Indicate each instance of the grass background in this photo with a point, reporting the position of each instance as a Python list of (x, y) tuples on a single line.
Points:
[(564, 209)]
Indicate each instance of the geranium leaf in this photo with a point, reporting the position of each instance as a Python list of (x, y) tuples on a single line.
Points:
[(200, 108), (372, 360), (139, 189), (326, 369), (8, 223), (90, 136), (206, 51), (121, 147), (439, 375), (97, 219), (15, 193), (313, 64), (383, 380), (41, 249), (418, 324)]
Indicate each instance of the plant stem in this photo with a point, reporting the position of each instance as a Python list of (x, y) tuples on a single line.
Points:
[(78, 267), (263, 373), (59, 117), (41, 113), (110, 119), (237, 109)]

********************

**WHAT THE TASK ASKS**
Copy out all of the items above verbatim, keeping every line and every coordinate unchanged.

**TASK RESPONSE**
Indicate each instance of the grass background in this photo with a point, reporting the position of each instance as a Python list of (x, y) tuples on a single line.
Points:
[(564, 209)]
Indicate each instance of the geranium leaf in this photo with a point, reporting the position of each instance as a Python list of (x, y) tuples on a single line.
Points:
[(200, 108), (372, 360), (139, 189), (326, 369), (8, 223), (90, 136), (206, 51), (121, 147), (439, 375), (97, 219), (15, 193), (313, 64), (383, 380), (41, 249), (418, 324)]
Indicate each instance of the plant stem in this photo with a point, reporting the position of each instance as a Python list of (x, y) tuples on a single line.
Points:
[(78, 267), (263, 373), (59, 117), (41, 113), (110, 119), (237, 109)]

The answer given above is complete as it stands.